Write the next part of the excerpted passage on rooftop solar potential in Laghouat, starting right after its final sentence.

=== Excerpted passage ===

Based on the engineering results, the utilization factor (UF) can be identified for each typology. It represents the effective fraction of the usable roof area for PV installation after eliminating the shadowing losses, array spacing and roof occupation. It is calculated according to the following equation (Equation (6)):UF = ((ARoofs × (1 − (ObR + ShL)) × CGR(6)where ARoofs is the total roofs area which could refer to ASF in the case of single-family houses and AMS in the case of multi-story apartments; ObR and ShL are the fractions of roofs occupation and shadows losses of each typology, respectively. CGR is the coverage ground ratio.

2.2.4. Technical Potential Maps

The technical potential refers to the amount of electricity generation over roofs. The calculation implies considering the effective suitable roof area, the solar irradiation, PV modules and the system efficiency. In this study, we assume a simplified module setting with an average efficiency of 17%. The PV yield is calculated according to the following equation:Technicalp = (Atotal × GR) × UF × PR × Me(7)where Atotal is the total roof area, GR is the annual global solar radiation, PR is a ratio that considers the energy losses PR = 75%, Me is the module efficiency rate under standard test conditions Me = 17% and UF is the utilization factor.

3. Case of Study

The methodological process presented is applied to the case of Laghouat. Laghouat is a province located in the central-southern part of Algeria, characterized by a hot-arid climate (see Figure 3a). The city is considered to be a vital energetic province as it contains an important Gas field and in Africa. In addition, Laghouat is home to the biggest solar photovoltaic plant in Algeria producing a total capacity of 60 megawatts (MW).

=== Supplied material ===

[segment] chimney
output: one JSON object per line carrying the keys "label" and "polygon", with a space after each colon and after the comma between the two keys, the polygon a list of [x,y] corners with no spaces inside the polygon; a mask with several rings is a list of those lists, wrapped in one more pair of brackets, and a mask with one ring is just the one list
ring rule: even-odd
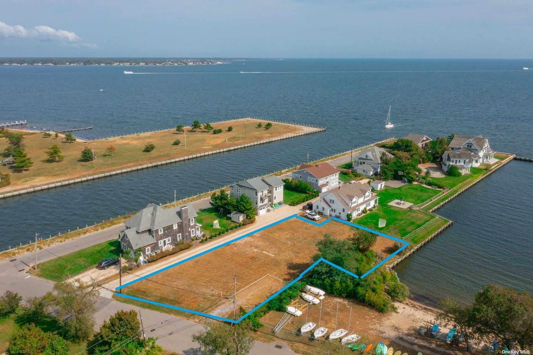
{"label": "chimney", "polygon": [[180,208],[180,214],[181,215],[182,237],[184,240],[190,240],[191,224],[189,222],[189,207],[187,206],[182,206]]}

===

• [Response]
Figure 3. (a) The geographical location of Laghouat Province. (b) Neighborhoods’ subdivision in the municipality of Laghouat. (c) Population and residential Electricity consumption in the municipality.

According to the latest local census conducted in 2012, the municipality is home to almost 180 thousand inhabitants. The housing stock was estimated at 26,170 dwellings in 2013, with an occupancy rate of six persons per habitation. The city is characterized by rapid urbanization as new housing programs are currently under construction to amortize the alarming deficit. The spatial pattern of Laghouat shows a mono-functional zone surrounding the city’s principal equipment with residential neighbourhoods, all aligned following one main road (Figure 3b).The average per capita consumptions of electricity in Algeria’s residential sector is estimated at 1362.87 kWh/inhabitants. Given that the electricity consumption is correlated with the number of population, the total electricity consumption at the municipality level is presented in the map below (see Figure 3c). The analysis of electricity consumption per neighbourhood shows that higher consumption is noticed in individual housing neighbourhoods with higher population density. In contrast, the lowest density neighbourhoods are related to the traditional housing area.

4. Results and Discussion

The results are presented and discussed following a hierarchical process of solar assessment.

4.1. Physical and Geographic Potential

4.1.1. Total Roof Area

The residential buildings are composed, as mentioned, of two main types: single-family houses and multi-story apartments. As for the single-family houses, the parcel size varies between 150–350 m² with a coverage ratio of about 0.7. The number of floors ranges from 1 to 2 levels. Due to the absence of digitalized spatial data, all individual houses are considered to have a uniform height of 2 floors (see Figure 4).

Figure 4. Characteristics of residential typologies in Laghouat.

For the multi-story apartment type, two typologies can be identified: multi-story apartment type 1 (MS1), which refers to mid-rise collective apartments, and multi-story apartment type 2 (MS2), which corresponds to semi-collective apartments (see Figure 4). All the data were gathered from the 2008 national consensus, which is the latest official national record. The footprint of a multi-story apartment, for its part, is extracted from Open Street Map (OSM).The residential area in Laghouat presents a total roof area of about 1,852,730.324 m2. Predominated by single-family roofs, it represents about 84% of the total rooftop compared to only 15% of multi-story roofs.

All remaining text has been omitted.